YOUR TASKS:
**a)** In the passage on older workers and retirement, by roughly how much would real GDP rise if each person stayed in the workforce one year longer, according to the UK Government study?
**b)** Write the next paragraph of the passage on older workers and retirement, picking up after the B&Q example.

TEXT PASSAGE Block Start

Dominic says: “Flexibility [over retirement] can be a sensible idea, allowing people to stay in the workforce but on different contractual arrangements, like annualised hours so that the business can tap into capacity, knowledge and experience when required but not have a permanent, full-time commitment to it.”
The economic case for this appears strong, with a study by the UK Government last year showing that increasing time in the workforce by just one year per person would boost the level of real GDP by approximately 1 per cent.
Likewise, according to research by Accenture, in collaboration with Oxford Economics, increasing the number of older people in the workforce could see the US increase its GDP by $442 billion and lift employment levels by 5 million by 2020, while Germany could see a €61 billion hike in GDP, and a lift in employment levels of 1.5 million in the same timeframe, if it harnessed the power of the silver economy.
Mark comments: “If you think about the employee lifecycle, you start off in a job on probably a relatively low wage, you get more experience and then it plateaus just before retirement… Often it can be quite expensive to hold onto people at the top of the wage curve. So, one of the challenges is how to get more flexibility, and it’s not always the case that just because someone is more senior they have to get paid more. Actually, people who are on the verge of retirement may not always want to work full time and at the same wage rate.”
There are examples of employers adjusting in order to capitalise on demographic trends. “BMW compared the productivity of younger and older workers in one of their factories and found that there was some decline in productivity with the older cohort,” continues Mark. “They reorganised the production line, introduced ergonomic equipment and looked at the health of the workers. They equipped them so that they could work better, and the difference in productivity disappeared.”
Dominic comments that, in the UK, the DIY store B&Q was one of the first to recognise that older, part-time workers could fill a need for providing advice on buying products. “The maturity that those people represent in the store has the double benefit to the workforce, both in terms of showing mature leadership but also because of the expertise, skills and knowledge that they can offer customers and staff,” he says.

TEXT PASSAGE Block End
PROVIDED MATERIAL Block Start

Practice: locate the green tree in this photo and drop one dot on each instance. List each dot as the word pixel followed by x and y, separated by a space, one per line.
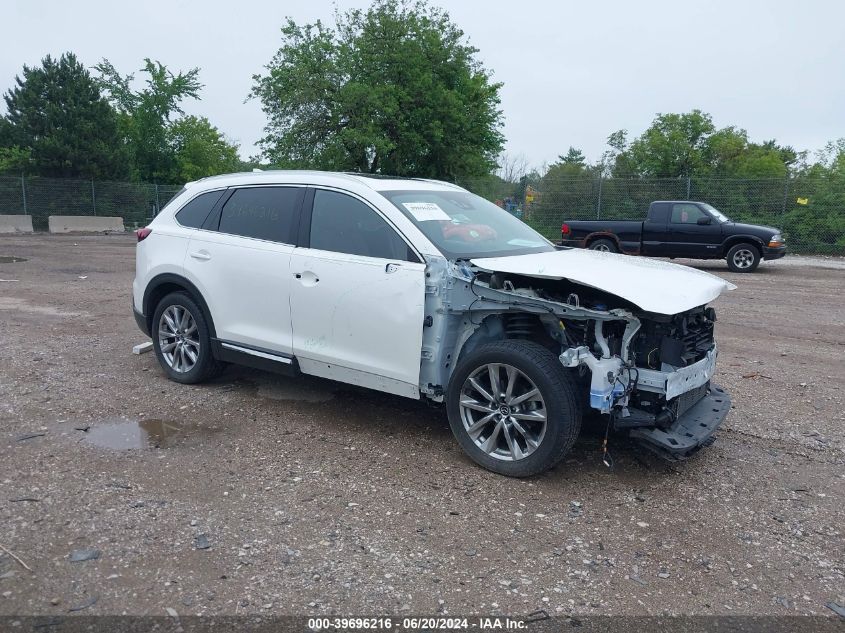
pixel 574 157
pixel 146 114
pixel 14 159
pixel 393 89
pixel 673 145
pixel 201 150
pixel 58 124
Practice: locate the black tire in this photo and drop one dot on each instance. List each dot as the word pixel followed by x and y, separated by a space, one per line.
pixel 608 246
pixel 557 387
pixel 743 258
pixel 206 366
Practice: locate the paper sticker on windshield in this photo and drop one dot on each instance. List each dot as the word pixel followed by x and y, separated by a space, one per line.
pixel 423 211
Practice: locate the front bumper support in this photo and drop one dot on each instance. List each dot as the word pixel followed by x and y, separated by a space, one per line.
pixel 691 431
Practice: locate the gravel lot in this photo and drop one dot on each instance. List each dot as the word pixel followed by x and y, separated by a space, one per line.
pixel 262 494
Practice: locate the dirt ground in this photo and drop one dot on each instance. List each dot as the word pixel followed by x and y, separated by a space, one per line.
pixel 263 494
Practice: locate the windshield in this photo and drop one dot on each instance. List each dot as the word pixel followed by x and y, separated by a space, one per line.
pixel 721 217
pixel 462 225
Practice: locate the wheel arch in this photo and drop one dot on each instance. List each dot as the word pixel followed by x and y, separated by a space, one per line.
pixel 602 235
pixel 162 285
pixel 501 326
pixel 733 240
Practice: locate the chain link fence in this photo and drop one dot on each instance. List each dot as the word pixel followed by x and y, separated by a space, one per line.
pixel 135 202
pixel 810 212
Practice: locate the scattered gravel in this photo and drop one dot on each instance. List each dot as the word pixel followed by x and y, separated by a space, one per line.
pixel 347 501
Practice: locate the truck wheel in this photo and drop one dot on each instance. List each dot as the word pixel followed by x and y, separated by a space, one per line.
pixel 181 340
pixel 743 258
pixel 513 408
pixel 606 246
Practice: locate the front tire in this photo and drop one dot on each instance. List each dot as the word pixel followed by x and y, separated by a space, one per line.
pixel 182 340
pixel 513 408
pixel 743 258
pixel 605 246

PROVIDED MATERIAL Block End

RESPONSES BY TASK:
**a)** By approximately 1 percent.

**b)**
Questions over demographics are as pressing in the East as in the West. Nandani Lynton, Criticaleye Thought Leader and Adjunct Professor of Management at CEIBS, Shanghai, says: “The change in China is coming among the under thirties, who have the bulk of the spending power, because not only will their parents give it to them, but also in terms of their sheer earning power, they are in a really good spot. That’s where industry has to look.”
As for ways to incentivise staff, Nandani says that although China will undoubtedly have to raise the retirement age, the bigger questions centre on how the older population is cared for. “Anything that a company can put together to help their younger workers, aged between 30 and 40, whose parents are already starting to retire… such as a mortgage for the house of the parents, more health insurance and so on, are some of the best ways to tie in your young people.”
For businesses and policymakers, the age profiles of the population cannot be ignored. There are tremendous problems to solve, particularly around healthcare, elderly care, the pensions time-bomb and whether a more active older workforce makes it harder for the younger generation to find employment.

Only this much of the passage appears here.